* **Seitenauszug**
Das Europäische Parlament hat gestern die entscheidende Zustimmung für das Finanzaufsichtspaket gegeben, so dass ab 2011 Banken, Wertpapiermärkte und Versicherungsunternehmen einer grundlegend neuen EU-Finanzaufsicht unterworfen sein werden.

Durch das jetzt beschlossene Finanzaufsichtspaket werden drei europäische Aufsichtsbehörden eingerichtet, welche die bisherigen Kontrollgremien ablösen und deren Kompetenzen größer sein sollen als die des bisherigen Systems, den überwiegend nur ein beratender Charakter zukam. Neu eingerichtet werden damit
- die Europäische Bankaufsichtsbehörde mit Sitz in London,
- die Europäische Aufsichtsbehörde für das Versicherungswesen und die betriebliche Altersversorgung mit Sitz in Frankfurt/Main und
- die Europäische Wertpapier- und Börsenaufsichtsbehörde mit Sitz in Paris.

* **Angezeigte Informationen**

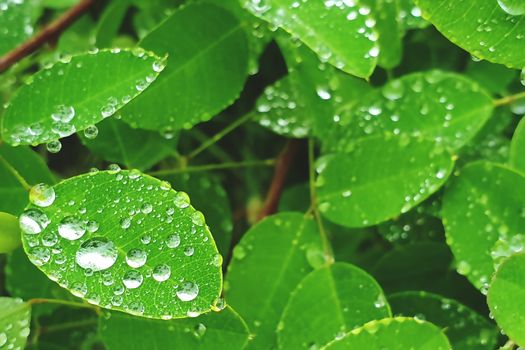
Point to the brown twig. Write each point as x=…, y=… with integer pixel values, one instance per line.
x=282, y=167
x=47, y=34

* **Ziel 1**
Beantworte anhand des Seitenauszugs zur EU-Finanzaufsicht:
(a) Ab welchem Jahr gilt die neue EU-Finanzaufsicht?
(b) Wo hat die Europäische Bankaufsichtsbehörde ihren Sitz?
(c) Welcher Charakter kam dem bisherigen System überwiegend zu?
* **Ziel 2**
Gib aus dem Seitenauszug zur EU-Finanzaufsicht den Teil wortgetreu wieder, der mit „Das Europäische Parlament“ beginnt und bis einschließlich „Sitz in Paris.“ reicht.

* **Lösung 1**
(a) Ab 2011.
(b) In London.
(c) Überwiegend nur ein beratender Charakter.

* **Lösung 2**
Das Europäische Parlament hat gestern die entscheidende Zustimmung für das Finanzaufsichtspaket gegeben, so dass ab 2011 Banken, Wertpapiermärkte und Versicherungsunternehmen einer grundlegend neuen EU-Finanzaufsicht unterworfen sein werden.

Durch das jetzt beschlossene Finanzaufsichtspaket werden drei europäische Aufsichtsbehörden eingerichtet, welche die bisherigen Kontrollgremien ablösen und deren Kompetenzen größer sein sollen als die des bisherigen Systems, den überwiegend nur ein beratender Charakter zukam. Neu eingerichtet werden damit
- die Europäische Bankaufsichtsbehörde mit Sitz in London,
- die Europäische Aufsichtsbehörde für das Versicherungswesen und die betriebliche Altersversorgung mit Sitz in Frankfurt/Main und
- die Europäische Wertpapier- und Börsenaufsichtsbehörde mit Sitz in Paris.